What to work on:
Transcribe the data below verbatim from the line with "det: orange flame" to the line with "det: man in yellow jacket". Include both of those lines.

Data:

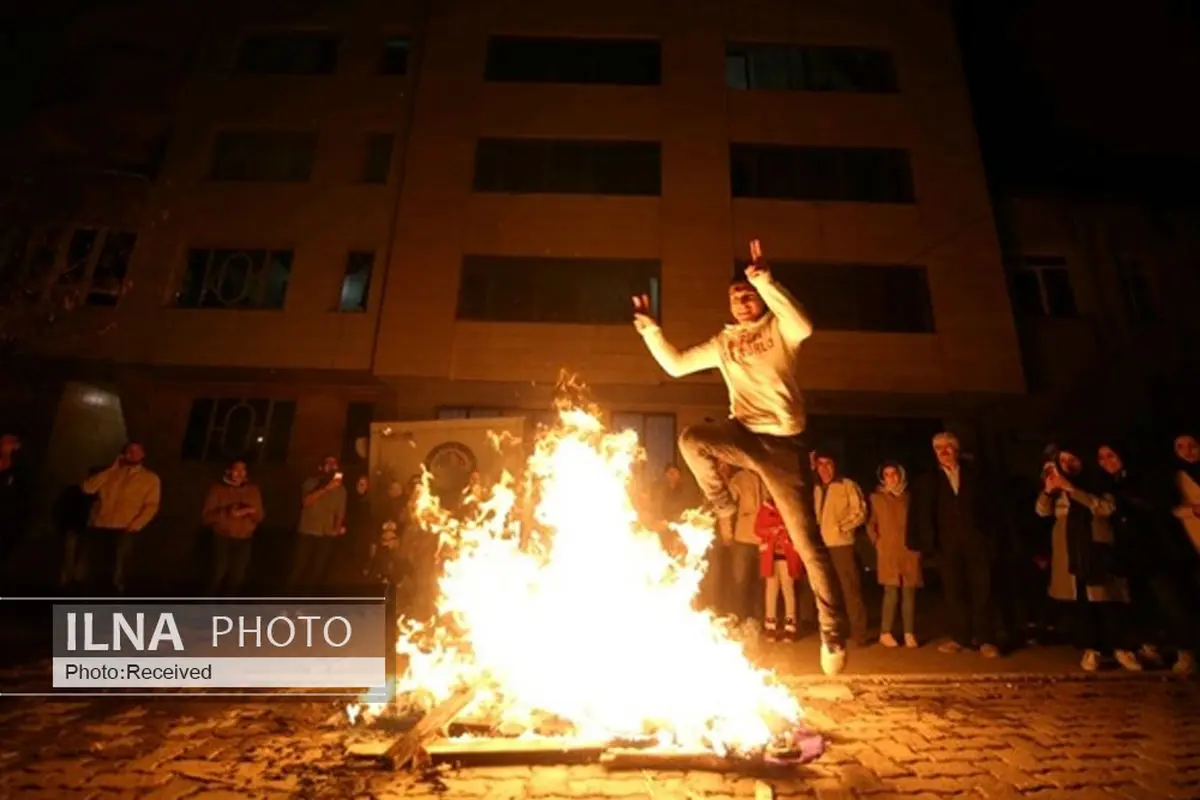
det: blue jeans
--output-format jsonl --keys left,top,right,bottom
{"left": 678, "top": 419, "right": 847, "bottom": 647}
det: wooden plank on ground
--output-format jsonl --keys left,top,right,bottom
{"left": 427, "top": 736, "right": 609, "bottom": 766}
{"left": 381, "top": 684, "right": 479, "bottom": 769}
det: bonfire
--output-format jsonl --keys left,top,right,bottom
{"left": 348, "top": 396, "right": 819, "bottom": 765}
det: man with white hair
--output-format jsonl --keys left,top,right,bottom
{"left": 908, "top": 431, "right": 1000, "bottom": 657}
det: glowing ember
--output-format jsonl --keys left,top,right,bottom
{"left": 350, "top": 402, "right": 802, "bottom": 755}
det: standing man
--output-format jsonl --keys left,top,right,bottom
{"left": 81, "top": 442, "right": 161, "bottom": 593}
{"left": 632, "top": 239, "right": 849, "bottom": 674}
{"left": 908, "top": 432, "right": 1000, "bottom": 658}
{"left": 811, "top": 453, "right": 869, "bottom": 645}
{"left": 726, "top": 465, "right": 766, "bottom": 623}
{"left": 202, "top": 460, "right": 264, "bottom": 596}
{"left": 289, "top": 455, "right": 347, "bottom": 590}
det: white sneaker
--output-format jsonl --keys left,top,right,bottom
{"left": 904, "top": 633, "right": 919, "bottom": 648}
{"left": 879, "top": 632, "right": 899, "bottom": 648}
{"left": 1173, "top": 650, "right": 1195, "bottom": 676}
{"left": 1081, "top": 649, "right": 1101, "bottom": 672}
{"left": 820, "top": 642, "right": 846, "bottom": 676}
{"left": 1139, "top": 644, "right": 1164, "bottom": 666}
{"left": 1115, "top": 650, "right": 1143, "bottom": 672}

...

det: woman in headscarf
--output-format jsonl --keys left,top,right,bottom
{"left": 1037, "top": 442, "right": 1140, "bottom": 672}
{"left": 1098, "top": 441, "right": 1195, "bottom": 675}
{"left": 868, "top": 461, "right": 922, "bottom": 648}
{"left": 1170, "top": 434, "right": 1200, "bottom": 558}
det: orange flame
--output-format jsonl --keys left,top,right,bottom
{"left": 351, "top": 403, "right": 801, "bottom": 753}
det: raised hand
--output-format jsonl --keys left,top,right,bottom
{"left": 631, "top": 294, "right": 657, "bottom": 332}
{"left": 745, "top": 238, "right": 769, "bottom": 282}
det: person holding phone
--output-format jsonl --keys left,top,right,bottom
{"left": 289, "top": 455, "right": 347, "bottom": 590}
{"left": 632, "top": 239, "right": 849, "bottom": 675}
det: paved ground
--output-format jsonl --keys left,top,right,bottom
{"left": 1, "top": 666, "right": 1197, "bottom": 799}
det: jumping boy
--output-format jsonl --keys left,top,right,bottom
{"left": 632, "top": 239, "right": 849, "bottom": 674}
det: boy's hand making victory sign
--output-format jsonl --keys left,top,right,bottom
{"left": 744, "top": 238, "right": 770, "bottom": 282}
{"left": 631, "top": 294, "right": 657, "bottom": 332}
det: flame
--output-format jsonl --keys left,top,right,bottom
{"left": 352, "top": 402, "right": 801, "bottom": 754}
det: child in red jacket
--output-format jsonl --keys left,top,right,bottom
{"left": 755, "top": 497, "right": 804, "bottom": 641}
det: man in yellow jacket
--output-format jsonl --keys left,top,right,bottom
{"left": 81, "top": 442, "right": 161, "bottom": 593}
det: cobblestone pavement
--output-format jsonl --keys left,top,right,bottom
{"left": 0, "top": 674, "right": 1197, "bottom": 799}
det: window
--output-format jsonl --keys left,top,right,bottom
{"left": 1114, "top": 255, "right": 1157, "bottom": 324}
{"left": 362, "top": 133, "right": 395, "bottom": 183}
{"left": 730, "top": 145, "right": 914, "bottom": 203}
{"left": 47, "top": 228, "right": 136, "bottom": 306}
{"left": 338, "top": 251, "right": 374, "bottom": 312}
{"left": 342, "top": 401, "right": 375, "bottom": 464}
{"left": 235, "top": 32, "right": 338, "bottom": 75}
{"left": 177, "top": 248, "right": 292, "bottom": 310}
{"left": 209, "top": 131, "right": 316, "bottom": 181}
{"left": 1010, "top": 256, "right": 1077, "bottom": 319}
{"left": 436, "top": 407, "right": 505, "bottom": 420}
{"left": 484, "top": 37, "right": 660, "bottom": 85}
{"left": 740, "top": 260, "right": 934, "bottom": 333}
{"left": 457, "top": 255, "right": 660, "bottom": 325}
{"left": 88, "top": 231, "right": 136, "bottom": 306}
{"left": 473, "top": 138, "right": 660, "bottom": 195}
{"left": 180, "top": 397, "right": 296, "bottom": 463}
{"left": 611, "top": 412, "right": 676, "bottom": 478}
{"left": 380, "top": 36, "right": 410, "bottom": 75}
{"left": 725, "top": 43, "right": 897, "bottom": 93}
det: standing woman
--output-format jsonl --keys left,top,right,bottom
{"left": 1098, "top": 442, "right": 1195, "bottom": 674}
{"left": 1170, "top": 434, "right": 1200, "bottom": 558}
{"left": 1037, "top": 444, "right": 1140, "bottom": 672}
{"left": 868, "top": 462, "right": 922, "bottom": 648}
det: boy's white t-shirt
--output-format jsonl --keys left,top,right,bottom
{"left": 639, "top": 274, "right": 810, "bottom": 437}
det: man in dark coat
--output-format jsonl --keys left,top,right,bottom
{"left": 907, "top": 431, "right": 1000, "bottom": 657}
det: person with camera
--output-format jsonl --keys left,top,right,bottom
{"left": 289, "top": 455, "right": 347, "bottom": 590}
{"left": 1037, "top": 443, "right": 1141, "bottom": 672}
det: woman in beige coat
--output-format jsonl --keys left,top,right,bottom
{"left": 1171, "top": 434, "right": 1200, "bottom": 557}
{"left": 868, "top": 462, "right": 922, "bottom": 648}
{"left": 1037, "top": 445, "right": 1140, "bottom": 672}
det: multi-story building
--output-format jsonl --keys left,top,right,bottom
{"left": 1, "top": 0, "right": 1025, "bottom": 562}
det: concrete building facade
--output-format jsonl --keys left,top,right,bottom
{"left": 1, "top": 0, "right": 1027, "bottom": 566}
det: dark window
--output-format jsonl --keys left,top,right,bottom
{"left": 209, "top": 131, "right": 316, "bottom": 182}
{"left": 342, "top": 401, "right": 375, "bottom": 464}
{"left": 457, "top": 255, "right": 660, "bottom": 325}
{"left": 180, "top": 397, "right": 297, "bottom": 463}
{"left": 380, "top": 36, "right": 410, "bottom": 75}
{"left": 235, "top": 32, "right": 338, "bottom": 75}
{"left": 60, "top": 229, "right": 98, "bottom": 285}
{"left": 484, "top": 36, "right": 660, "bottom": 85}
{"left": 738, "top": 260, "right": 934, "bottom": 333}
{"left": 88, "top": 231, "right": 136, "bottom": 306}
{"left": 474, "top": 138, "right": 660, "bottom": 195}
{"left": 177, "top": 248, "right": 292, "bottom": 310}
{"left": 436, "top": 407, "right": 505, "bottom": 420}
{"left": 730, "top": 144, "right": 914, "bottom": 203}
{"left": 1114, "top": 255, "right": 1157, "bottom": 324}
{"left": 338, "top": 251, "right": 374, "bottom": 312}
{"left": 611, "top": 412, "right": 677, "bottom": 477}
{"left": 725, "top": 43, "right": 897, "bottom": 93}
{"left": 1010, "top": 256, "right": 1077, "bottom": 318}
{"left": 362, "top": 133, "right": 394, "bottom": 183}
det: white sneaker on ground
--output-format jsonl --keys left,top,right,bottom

Task solution:
det: orange flame
--output-format jsonl --keys left,top,right,bottom
{"left": 351, "top": 403, "right": 801, "bottom": 753}
det: raised hand
--output-format jsonl --keys left,top,right,bottom
{"left": 631, "top": 294, "right": 657, "bottom": 332}
{"left": 745, "top": 238, "right": 769, "bottom": 282}
det: person holding phone
--output-format jsonl --keys left,top,right,bottom
{"left": 289, "top": 455, "right": 347, "bottom": 590}
{"left": 632, "top": 239, "right": 849, "bottom": 675}
det: paved ground
--output-format jsonl --keys left,top,right,bottom
{"left": 1, "top": 666, "right": 1197, "bottom": 799}
det: jumping boy
--output-format jsonl --keys left,top,right,bottom
{"left": 632, "top": 239, "right": 849, "bottom": 674}
det: boy's hand making victory sign
--output-format jsonl --keys left,top,right,bottom
{"left": 744, "top": 238, "right": 770, "bottom": 282}
{"left": 631, "top": 294, "right": 657, "bottom": 332}
det: flame
--output-format jsonl --keys left,top,right,bottom
{"left": 352, "top": 402, "right": 801, "bottom": 754}
det: child in red jacket
--output-format jsonl --keys left,top,right,bottom
{"left": 755, "top": 497, "right": 804, "bottom": 641}
det: man in yellow jacket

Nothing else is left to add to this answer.